[START Exercise material]
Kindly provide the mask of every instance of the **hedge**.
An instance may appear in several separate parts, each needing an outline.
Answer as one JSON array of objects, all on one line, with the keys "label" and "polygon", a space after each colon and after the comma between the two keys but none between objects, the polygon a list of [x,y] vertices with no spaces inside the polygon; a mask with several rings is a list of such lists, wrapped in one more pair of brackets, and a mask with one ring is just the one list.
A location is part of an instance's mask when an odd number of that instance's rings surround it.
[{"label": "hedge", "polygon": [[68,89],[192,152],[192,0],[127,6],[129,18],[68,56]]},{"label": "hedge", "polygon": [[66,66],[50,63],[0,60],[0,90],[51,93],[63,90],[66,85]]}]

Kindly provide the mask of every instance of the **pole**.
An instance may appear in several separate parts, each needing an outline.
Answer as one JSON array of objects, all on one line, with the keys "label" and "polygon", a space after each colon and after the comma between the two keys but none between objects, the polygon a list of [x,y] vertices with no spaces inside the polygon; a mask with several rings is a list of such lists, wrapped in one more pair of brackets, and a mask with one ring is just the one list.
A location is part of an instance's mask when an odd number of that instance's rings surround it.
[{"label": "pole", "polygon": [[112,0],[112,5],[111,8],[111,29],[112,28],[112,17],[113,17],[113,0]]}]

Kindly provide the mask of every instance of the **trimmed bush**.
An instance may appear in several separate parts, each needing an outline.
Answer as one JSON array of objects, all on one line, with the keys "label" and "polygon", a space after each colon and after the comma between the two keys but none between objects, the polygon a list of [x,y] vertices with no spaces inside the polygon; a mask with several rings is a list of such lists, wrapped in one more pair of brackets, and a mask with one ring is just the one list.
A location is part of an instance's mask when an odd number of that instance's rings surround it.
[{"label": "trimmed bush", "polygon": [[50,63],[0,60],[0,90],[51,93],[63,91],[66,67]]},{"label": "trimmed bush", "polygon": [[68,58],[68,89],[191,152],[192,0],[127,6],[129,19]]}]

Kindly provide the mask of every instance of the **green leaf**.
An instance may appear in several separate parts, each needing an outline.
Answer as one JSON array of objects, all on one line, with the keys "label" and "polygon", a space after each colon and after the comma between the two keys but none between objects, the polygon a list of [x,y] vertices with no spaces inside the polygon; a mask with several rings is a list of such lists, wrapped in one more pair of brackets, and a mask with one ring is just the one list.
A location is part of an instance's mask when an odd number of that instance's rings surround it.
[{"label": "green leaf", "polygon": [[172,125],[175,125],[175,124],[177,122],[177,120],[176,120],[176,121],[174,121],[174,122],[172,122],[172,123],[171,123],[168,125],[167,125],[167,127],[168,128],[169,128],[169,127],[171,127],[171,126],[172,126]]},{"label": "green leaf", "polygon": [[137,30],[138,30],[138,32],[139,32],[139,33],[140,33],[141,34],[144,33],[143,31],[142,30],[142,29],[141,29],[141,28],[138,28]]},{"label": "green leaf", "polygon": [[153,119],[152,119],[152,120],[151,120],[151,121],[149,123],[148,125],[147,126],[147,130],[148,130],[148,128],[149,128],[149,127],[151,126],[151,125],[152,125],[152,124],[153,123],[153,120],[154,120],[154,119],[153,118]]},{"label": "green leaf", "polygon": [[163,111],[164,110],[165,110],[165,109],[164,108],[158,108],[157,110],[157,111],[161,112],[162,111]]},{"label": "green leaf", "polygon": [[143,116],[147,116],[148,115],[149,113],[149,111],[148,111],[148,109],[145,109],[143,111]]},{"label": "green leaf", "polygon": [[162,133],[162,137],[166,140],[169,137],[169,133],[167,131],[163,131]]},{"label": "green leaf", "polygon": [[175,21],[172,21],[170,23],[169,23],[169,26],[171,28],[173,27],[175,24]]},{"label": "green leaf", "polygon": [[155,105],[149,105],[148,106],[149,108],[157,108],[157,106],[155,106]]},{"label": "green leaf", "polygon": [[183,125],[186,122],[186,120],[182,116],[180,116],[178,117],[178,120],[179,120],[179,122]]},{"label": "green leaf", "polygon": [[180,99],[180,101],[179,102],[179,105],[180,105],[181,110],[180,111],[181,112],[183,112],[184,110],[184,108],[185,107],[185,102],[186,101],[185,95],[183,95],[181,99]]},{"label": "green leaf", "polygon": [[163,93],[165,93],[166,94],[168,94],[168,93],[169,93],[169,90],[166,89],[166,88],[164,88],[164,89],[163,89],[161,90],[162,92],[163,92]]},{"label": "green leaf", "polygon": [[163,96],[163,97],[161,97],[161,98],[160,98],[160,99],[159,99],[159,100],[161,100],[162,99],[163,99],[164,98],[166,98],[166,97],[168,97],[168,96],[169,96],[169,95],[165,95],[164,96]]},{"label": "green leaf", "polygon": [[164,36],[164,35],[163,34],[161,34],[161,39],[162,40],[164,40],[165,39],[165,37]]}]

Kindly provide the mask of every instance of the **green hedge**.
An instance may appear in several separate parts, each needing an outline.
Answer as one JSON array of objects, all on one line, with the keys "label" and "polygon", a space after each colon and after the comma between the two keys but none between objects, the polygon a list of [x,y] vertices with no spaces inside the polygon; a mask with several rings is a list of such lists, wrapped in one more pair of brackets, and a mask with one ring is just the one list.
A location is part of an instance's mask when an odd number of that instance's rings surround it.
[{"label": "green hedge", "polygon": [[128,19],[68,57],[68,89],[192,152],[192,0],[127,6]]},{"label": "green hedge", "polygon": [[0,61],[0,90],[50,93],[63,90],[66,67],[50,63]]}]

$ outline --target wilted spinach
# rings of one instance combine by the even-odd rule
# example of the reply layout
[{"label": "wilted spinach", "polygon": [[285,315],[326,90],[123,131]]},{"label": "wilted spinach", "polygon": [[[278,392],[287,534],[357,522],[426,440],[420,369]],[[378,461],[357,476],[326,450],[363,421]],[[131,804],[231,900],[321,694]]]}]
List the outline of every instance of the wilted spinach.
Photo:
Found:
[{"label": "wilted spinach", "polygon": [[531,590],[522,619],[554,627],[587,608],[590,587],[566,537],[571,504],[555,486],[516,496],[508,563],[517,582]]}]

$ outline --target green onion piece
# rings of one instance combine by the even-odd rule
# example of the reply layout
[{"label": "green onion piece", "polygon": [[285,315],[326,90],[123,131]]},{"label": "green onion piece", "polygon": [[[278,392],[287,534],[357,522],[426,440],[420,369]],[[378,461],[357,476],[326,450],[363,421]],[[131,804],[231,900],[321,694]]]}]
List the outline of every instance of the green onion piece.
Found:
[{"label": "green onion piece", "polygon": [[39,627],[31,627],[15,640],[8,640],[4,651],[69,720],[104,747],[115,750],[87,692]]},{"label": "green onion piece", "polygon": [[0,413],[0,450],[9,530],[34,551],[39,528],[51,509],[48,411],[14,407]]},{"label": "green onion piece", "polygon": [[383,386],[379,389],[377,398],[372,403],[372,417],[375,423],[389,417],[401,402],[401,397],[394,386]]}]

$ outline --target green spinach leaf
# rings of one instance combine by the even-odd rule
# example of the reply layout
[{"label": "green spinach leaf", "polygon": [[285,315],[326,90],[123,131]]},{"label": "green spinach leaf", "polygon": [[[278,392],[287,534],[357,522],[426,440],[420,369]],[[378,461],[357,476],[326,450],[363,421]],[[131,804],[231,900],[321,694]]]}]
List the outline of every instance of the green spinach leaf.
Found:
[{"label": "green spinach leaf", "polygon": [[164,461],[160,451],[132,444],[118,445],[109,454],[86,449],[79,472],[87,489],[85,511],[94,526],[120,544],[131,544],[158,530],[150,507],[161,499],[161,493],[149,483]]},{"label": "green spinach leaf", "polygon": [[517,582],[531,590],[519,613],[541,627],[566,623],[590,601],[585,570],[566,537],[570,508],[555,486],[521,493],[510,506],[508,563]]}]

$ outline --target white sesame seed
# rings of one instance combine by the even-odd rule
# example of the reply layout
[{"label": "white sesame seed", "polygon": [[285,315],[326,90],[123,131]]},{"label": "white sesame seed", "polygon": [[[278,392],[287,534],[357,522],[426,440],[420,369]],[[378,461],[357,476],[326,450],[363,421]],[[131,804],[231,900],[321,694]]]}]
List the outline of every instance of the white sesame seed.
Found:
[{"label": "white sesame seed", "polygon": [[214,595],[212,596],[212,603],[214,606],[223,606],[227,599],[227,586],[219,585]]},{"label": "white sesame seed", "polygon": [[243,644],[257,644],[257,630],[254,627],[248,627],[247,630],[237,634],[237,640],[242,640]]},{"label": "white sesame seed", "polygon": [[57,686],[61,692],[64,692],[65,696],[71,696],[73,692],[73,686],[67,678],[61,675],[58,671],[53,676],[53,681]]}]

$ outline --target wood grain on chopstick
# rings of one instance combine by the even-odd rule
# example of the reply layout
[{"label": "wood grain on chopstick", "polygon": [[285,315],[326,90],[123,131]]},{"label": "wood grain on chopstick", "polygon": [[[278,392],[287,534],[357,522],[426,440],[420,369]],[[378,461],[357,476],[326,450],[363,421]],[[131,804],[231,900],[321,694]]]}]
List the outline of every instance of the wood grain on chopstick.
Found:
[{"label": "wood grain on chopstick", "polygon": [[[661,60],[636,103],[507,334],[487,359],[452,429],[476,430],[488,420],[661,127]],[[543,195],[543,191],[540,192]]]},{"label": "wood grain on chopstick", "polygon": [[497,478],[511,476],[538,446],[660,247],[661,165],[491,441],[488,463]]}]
[END Exercise material]
Directions -
Quote verbatim the line containing "--target white sesame seed" and every line after it through the end of the records above.

Response below -
$ outline --target white sesame seed
# rings of one instance combine by the even-odd rule
# example of the reply layout
[{"label": "white sesame seed", "polygon": [[285,315],[326,90],[123,131]]},{"label": "white sesame seed", "polygon": [[[278,392],[287,534],[357,522],[426,440],[420,369]],[[378,461],[357,476],[326,450],[363,421]],[[131,804],[231,900],[321,694]]]}]
List the outline of every instance of the white sesame seed.
Found:
[{"label": "white sesame seed", "polygon": [[214,595],[212,596],[212,603],[214,606],[223,606],[227,599],[227,586],[219,585]]},{"label": "white sesame seed", "polygon": [[243,644],[257,644],[257,630],[254,627],[248,627],[247,630],[237,634],[237,640],[242,640]]},{"label": "white sesame seed", "polygon": [[57,686],[61,692],[64,692],[65,696],[71,696],[73,692],[73,686],[67,678],[61,675],[58,671],[53,676],[53,681]]}]

$ outline --target wood grain on chopstick
# rings of one instance combine by the even-odd rule
# example of the reply layout
[{"label": "wood grain on chopstick", "polygon": [[285,315],[326,90],[123,131]]},{"label": "wood grain on chopstick", "polygon": [[[278,392],[287,534],[357,522],[426,440],[420,369]],[[378,461],[357,476],[326,450],[363,421]],[[131,804],[231,900],[321,694]]]}]
List the outline of every instance of the wood grain on chopstick.
Found:
[{"label": "wood grain on chopstick", "polygon": [[[661,60],[636,103],[507,334],[487,359],[452,429],[476,430],[488,420],[661,127]],[[543,195],[543,191],[540,192]]]},{"label": "wood grain on chopstick", "polygon": [[497,478],[511,476],[538,446],[660,247],[661,165],[491,441],[488,463]]}]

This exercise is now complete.